**GIVEN PROBLEM:** Could you rewrite the listing from the line with "leaf and put a dot on each instance?" to its end, changing "dot" to "mark" and leaving everything else as it is?

------ WORKING DATA ------

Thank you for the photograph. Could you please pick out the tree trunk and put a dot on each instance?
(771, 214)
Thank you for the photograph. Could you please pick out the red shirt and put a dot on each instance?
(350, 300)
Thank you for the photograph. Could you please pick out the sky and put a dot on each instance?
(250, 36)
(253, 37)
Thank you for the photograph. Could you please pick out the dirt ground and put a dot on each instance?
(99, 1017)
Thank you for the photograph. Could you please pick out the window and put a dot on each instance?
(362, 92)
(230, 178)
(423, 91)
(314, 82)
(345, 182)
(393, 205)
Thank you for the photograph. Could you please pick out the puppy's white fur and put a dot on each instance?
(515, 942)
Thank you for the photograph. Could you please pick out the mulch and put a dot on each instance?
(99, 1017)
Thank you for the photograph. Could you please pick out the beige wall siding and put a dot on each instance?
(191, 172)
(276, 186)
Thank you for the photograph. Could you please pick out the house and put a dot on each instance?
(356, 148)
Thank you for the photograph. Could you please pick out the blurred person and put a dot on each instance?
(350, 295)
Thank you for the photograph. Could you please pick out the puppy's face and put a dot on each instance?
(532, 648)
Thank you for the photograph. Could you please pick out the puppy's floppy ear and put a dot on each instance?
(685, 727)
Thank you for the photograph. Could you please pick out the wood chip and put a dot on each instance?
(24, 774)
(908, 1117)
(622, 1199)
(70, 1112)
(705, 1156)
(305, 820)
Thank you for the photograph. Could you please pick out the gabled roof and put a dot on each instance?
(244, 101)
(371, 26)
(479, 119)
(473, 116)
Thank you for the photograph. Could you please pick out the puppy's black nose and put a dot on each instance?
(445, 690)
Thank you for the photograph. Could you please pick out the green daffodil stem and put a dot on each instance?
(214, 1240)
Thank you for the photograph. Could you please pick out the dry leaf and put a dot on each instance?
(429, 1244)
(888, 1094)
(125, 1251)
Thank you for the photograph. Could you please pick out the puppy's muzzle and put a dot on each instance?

------

**TASK SOLUTION:**
Thank you for the photograph. Could you please pick out the dry leaf and put a mark on each instance?
(429, 1244)
(888, 1094)
(125, 1251)
Thank you for the photograph. Could you please pick out the puppy's muzzle and put a mark on each instance?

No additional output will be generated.